Texte à lire:
• • • •
Dom : Hum, c'est intéressant. Je sais pas trop pourquoi on a voulu faire ça. Enfin, en fait si, je sais, c'étaient les premières démos, on a pris des lignes de guitare très brutes que Kai avaient faites, et j'ai commencé à chanter des idées que j'avais par-dessus. A ce moment-là j'étais à Los Angeles, il était à Londres, et on s‘est tous les deux dit que ça marchait. Et j'imagine qu'une fois que tu en as fait une comme ça, tu te dis que tu vas chercher une bonne accroche, un bon couplet, et autant que tu peux. A travers cette manière de faire, on s'est retrouvés moi, Andrea (ndlr : Andrea Balency-Béarn), qui est dans le groupe aussi maintenant, et Kai, ensemble dans la pièce, à triturer les mélodies, les mots, les paroles, et le flot de tout ça.
Kai : Dans le studio, c'était comme revenir là où on s'était arrêtés. Et on s'est aussi rendu compte que Dom et Andrea sonnent vraiment très bien ensemble. Il y avait quelque chose dans la voix très brute de Dom, à côté de la voix très polie d'Andrea, qui rendait chacune des voix plus belles que séparément. Mélanger les deux, faire des va-et-vient avec une voix féminine et une voix masculine, ça donne aussi cette vibe qui fait référence à beaucoup de groupes auxquels on pensait, comme Sonic Youth, ou Stereolab, ce genre de trucs.
Dom : J'aime aussi comment les voix changent ou se mélangent de manière irrégulière. Genre ça va basculer sur Andrea comme ça au milieu de nulle part, et ça rend l'écoute plus excitante je trouve.

C'est marrant parce que Spotify m'avait proposé les Pixies juste après Dumb Guitar la première fois que je l'avais écoutée, comme si c'était vraiment le même genre de musique ! D'ailleurs on observe un gros revival des années 90 en ce moment dans la musique rock, c'est quelque chose qui vous a touché et influencé ?

Dom : Un point important pour nous était de faire un album qui ne sonnait pas comme un retour en arrière d'aucune sorte. Mais je pense qu'il y a un truc à voir des jeunes bouger sur des tempos toujours plus rapides. Quand je vais dans des clubs, je vois des gamins qui veulent entendre des rythmes et des beats rapides, et ce qu'ils écoutent est vraiment bon. Il y a une énergie bouillonnante que je trouve brillante. Et bizarrement, certains trucs du rap de ces dernières années ont un peu influé sur le flow de certaines de nos paroles, c'est quelque chose que j'arrive à entendre.
• • • •
Lignes enregistrées:
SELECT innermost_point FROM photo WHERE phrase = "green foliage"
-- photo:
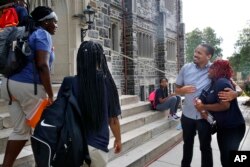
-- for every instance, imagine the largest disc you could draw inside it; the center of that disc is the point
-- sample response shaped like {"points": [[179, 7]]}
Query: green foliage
{"points": [[240, 61], [196, 37]]}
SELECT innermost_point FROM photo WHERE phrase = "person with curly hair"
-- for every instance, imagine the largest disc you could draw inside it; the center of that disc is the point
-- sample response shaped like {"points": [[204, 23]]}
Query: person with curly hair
{"points": [[230, 122]]}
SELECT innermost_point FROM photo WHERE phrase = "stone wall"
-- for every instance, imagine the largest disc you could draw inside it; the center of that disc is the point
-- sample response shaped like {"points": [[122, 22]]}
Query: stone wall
{"points": [[117, 25]]}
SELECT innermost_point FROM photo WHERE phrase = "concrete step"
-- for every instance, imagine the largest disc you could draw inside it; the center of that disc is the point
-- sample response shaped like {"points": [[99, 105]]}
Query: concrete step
{"points": [[138, 136], [132, 109], [127, 124], [128, 99], [149, 151], [127, 110], [3, 106], [138, 120], [24, 159]]}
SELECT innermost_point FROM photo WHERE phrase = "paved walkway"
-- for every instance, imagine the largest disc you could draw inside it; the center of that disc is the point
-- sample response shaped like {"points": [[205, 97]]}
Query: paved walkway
{"points": [[174, 156]]}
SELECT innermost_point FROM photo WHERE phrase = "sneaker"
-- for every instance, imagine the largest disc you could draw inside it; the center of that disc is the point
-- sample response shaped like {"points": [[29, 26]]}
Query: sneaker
{"points": [[173, 117], [176, 116]]}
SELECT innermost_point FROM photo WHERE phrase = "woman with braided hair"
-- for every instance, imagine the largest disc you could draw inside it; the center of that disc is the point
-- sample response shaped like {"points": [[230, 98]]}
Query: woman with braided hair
{"points": [[230, 122], [98, 100]]}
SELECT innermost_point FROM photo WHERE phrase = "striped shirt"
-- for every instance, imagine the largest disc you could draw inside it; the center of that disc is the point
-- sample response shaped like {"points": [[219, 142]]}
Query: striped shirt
{"points": [[191, 74]]}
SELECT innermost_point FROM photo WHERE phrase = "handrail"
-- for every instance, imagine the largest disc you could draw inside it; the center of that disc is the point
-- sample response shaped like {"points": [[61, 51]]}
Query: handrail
{"points": [[135, 60]]}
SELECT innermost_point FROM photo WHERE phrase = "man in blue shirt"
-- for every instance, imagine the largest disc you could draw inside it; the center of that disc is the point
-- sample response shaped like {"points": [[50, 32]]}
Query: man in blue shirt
{"points": [[192, 79]]}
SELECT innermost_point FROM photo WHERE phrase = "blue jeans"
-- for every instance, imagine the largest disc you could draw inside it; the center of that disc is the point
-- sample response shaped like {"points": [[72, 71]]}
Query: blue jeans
{"points": [[172, 103], [190, 126]]}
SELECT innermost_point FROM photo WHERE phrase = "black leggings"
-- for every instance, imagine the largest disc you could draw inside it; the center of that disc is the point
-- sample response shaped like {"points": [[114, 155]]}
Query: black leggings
{"points": [[229, 140]]}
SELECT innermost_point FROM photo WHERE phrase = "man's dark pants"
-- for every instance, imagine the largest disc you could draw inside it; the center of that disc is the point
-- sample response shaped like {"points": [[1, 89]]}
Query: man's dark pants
{"points": [[190, 126]]}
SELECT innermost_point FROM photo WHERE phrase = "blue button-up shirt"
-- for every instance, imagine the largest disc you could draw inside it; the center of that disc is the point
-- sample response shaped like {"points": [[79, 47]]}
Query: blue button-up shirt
{"points": [[191, 74]]}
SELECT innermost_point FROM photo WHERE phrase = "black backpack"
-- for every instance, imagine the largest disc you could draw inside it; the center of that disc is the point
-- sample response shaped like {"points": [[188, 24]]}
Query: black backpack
{"points": [[14, 50], [59, 138]]}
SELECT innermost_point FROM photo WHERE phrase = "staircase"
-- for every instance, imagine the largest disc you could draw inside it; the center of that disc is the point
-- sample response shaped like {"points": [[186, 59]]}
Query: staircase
{"points": [[145, 135]]}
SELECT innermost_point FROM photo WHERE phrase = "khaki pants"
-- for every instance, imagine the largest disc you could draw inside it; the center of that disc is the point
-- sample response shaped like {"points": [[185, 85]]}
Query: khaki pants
{"points": [[98, 157], [24, 103]]}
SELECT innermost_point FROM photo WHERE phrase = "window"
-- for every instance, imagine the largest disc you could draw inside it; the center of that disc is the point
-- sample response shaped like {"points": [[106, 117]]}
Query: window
{"points": [[145, 45], [171, 50], [170, 5], [114, 35]]}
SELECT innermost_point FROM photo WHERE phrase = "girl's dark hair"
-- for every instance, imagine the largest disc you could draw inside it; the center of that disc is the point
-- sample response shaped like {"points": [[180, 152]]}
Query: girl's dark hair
{"points": [[93, 74], [163, 79], [222, 68], [209, 48]]}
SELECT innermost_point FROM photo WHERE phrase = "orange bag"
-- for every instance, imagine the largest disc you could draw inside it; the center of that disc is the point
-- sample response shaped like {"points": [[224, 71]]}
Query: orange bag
{"points": [[9, 18], [33, 117]]}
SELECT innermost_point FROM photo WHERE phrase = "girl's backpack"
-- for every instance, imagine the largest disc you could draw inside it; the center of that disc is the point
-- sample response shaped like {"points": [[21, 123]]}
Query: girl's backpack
{"points": [[151, 98]]}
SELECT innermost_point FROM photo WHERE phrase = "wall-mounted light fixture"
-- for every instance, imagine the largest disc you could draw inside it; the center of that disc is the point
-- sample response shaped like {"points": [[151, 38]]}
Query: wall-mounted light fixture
{"points": [[89, 15]]}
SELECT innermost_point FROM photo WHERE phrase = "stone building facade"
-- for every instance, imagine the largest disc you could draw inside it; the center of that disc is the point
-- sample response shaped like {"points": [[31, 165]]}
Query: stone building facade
{"points": [[143, 39]]}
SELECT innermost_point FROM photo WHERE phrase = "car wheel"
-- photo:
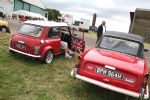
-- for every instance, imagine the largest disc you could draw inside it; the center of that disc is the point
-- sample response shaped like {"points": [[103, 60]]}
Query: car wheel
{"points": [[3, 29], [49, 57]]}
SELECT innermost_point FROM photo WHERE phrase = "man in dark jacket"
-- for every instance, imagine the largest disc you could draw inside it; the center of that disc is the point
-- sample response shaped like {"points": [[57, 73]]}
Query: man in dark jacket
{"points": [[101, 29]]}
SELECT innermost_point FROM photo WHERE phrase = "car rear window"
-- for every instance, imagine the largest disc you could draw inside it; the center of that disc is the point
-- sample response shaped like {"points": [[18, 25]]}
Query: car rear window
{"points": [[31, 30], [120, 45]]}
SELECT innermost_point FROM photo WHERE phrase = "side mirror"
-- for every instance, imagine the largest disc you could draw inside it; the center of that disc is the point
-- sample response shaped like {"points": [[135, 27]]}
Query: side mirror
{"points": [[146, 50]]}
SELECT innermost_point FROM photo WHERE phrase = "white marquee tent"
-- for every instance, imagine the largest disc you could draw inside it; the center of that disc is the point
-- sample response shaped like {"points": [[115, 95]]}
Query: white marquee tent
{"points": [[29, 14]]}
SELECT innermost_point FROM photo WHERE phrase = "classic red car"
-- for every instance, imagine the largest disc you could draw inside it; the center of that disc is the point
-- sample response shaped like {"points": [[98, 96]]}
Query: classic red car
{"points": [[41, 39], [117, 63]]}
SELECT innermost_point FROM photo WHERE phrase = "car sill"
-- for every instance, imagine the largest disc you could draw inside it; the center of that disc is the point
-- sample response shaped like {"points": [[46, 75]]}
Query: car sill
{"points": [[35, 56]]}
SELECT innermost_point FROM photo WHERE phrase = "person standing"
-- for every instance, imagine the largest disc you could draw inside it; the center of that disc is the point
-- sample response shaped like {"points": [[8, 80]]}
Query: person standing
{"points": [[101, 29]]}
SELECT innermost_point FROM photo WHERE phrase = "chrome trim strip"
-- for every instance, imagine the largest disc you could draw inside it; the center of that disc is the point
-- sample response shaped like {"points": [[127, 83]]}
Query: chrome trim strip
{"points": [[36, 56], [21, 42], [107, 86]]}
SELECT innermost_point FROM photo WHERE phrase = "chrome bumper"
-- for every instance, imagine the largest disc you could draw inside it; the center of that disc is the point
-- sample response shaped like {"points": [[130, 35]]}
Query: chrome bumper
{"points": [[107, 86], [35, 56]]}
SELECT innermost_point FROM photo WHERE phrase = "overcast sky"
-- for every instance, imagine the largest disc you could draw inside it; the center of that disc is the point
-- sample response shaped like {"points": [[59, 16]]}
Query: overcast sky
{"points": [[116, 13]]}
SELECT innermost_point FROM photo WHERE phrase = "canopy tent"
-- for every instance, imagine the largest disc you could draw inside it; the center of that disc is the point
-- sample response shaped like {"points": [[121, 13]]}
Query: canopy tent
{"points": [[29, 14]]}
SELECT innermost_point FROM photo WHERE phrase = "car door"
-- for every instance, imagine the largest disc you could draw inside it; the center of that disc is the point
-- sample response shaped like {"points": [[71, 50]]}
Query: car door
{"points": [[53, 39], [77, 42]]}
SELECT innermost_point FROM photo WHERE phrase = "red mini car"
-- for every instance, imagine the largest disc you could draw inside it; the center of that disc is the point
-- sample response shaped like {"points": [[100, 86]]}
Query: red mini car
{"points": [[117, 63], [41, 39]]}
• • • •
Détails de la tâche:
Renvoie tel quel le passage de l'entretien qui va de « Dom : Un point » jusqu'à « j'arrive à entendre. ».

Résultat de la tâche:
Dom : Un point important pour nous était de faire un album qui ne sonnait pas comme un retour en arrière d'aucune sorte. Mais je pense qu'il y a un truc à voir des jeunes bouger sur des tempos toujours plus rapides. Quand je vais dans des clubs, je vois des gamins qui veulent entendre des rythmes et des beats rapides, et ce qu'ils écoutent est vraiment bon. Il y a une énergie bouillonnante que je trouve brillante. Et bizarrement, certains trucs du rap de ces dernières années ont un peu influé sur le flow de certaines de nos paroles, c'est quelque chose que j'arrive à entendre.